Aim of the task = Scale the stretch from the start of the entries through the line containing "61), (225, 72)]", both ends included. Rewrite every line in it, requests included, but multiply each point coordinate in the answers by 1.1 and round to whole numbers, halves up, leaving all numbers in the requests and their sample points as they are.

Data rows =
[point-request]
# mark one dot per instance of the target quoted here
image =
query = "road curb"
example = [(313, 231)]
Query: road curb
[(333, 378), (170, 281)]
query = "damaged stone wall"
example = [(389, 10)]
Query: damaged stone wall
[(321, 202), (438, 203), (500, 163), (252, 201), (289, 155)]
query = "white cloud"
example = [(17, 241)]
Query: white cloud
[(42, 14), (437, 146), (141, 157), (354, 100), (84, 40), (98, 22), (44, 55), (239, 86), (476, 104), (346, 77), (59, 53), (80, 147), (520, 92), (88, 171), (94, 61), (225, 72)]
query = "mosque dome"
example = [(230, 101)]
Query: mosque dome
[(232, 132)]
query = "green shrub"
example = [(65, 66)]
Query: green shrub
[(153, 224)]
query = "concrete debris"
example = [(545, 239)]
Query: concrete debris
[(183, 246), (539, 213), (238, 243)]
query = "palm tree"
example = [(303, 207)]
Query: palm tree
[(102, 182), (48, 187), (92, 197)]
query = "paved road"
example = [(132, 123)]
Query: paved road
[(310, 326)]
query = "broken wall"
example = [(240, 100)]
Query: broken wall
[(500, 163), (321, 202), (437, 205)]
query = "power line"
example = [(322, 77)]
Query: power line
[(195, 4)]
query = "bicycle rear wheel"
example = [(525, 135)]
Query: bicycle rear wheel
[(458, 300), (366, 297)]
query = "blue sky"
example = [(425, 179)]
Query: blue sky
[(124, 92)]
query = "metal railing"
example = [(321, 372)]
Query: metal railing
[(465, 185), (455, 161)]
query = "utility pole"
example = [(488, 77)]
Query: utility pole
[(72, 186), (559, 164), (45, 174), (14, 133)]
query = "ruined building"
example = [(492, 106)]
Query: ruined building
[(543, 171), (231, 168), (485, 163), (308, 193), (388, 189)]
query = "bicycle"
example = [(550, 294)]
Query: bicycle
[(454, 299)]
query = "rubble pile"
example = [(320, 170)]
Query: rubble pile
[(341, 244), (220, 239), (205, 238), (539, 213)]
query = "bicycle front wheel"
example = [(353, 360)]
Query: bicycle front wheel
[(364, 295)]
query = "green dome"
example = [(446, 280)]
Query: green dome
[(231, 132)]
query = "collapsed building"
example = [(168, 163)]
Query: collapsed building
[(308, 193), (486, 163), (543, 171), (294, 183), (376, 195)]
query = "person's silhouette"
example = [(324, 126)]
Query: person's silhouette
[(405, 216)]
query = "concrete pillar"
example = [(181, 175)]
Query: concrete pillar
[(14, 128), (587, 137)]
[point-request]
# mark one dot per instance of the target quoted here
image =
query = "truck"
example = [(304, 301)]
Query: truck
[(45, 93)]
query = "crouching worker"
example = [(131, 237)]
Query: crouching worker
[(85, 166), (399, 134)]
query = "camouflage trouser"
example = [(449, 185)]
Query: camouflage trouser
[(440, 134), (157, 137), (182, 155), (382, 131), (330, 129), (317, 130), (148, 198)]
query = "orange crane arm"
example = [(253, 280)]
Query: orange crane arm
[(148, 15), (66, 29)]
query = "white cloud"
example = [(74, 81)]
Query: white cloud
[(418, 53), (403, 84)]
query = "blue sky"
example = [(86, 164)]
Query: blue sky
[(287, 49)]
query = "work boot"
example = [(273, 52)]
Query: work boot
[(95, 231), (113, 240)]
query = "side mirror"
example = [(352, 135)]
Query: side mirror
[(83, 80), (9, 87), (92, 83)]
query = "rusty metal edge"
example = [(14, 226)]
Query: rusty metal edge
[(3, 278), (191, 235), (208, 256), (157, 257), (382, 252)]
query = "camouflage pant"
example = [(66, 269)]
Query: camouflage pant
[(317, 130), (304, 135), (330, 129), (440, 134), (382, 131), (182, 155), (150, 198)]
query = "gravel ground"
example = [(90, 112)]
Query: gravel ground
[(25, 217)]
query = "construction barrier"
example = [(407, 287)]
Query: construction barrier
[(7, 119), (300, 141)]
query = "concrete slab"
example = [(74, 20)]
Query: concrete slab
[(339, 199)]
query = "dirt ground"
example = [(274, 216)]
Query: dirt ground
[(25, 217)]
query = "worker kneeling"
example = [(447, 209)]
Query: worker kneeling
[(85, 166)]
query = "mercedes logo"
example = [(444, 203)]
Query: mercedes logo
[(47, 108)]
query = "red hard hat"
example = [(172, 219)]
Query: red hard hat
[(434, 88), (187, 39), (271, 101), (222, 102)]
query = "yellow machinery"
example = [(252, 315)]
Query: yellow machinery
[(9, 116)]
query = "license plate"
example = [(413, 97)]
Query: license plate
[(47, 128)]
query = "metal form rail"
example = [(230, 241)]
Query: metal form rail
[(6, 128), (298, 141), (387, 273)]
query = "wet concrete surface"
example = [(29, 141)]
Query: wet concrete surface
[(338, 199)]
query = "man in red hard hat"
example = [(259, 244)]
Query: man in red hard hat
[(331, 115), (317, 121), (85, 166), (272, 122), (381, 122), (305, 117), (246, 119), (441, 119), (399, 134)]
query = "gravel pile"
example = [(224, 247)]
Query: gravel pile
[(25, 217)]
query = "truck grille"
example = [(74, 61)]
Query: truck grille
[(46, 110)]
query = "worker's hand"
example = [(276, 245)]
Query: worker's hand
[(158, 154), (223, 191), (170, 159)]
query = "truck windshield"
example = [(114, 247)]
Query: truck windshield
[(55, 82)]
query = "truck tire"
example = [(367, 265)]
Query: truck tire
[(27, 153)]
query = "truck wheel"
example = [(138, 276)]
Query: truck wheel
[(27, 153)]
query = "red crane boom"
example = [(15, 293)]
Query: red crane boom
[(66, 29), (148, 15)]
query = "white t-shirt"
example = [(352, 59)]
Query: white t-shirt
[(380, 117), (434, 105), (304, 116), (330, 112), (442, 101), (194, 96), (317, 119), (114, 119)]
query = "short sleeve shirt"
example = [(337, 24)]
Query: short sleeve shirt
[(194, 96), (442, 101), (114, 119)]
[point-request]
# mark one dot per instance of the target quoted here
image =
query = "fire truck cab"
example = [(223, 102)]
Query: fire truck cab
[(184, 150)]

Result for this exercise =
[point-request]
# mark one dot per instance of the target quoted here
image =
query = "road curb"
example = [(313, 231)]
Query: road curb
[(366, 416), (187, 309)]
query = "damaged stone wall"
example = [(389, 10)]
Query: damaged stone wall
[(353, 222), (482, 223), (550, 179), (277, 221), (318, 171)]
query = "white cloud"
example = [(17, 241)]
Query: white cloud
[(46, 15), (481, 161), (155, 173), (389, 110), (92, 44), (108, 24), (48, 61), (263, 95), (524, 114), (381, 85), (65, 58), (88, 162), (572, 101), (97, 188), (103, 67), (248, 79)]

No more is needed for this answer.